### Given passage

This may be true if you are living outside the state and have no means to check out your school of choice physically. It would also be best to check for details such as acceptance rate and school fees. Compare this with other schools providing the same degree and see which one will suit your needs best.
What do students usually expect from taking online classes?
After you have done your research and streamlined your school of choice, it’s time to prepare all the documents for admission.
Schools have varying requirements for new students (those who graduated from high school) and those with previous college and work backgrounds. For new students, the usual elements are your high school original transcript, high school diploma, or high school equivalent such as GED.
Some schools will require you to submit an ACT or SAT score as part of the admission requirement. For students with prior college experience, they can submit courses taken, certifications, and previous college transcripts for evaluation.

### Activity
According to the passage on college admission, what items do new students usually submit?

### Supplied data
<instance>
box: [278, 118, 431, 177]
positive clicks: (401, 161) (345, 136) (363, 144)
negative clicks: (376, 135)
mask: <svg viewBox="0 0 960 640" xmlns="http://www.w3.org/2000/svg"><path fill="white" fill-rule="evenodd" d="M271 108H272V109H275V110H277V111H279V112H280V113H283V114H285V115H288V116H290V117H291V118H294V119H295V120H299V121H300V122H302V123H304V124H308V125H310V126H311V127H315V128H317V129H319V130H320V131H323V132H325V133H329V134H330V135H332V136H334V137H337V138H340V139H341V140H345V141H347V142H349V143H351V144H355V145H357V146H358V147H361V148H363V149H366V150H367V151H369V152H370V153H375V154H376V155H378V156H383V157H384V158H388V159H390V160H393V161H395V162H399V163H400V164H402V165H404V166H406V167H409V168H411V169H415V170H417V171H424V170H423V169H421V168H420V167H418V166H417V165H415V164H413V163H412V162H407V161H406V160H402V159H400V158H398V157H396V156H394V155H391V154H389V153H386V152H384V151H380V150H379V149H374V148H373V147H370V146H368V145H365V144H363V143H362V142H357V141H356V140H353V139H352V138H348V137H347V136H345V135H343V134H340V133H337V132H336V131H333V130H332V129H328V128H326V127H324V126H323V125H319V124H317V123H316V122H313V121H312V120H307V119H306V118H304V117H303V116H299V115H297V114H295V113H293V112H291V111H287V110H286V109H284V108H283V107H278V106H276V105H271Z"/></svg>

### The completed task
Their original high school transcript, high school diploma, or a high school equivalent such as the GED.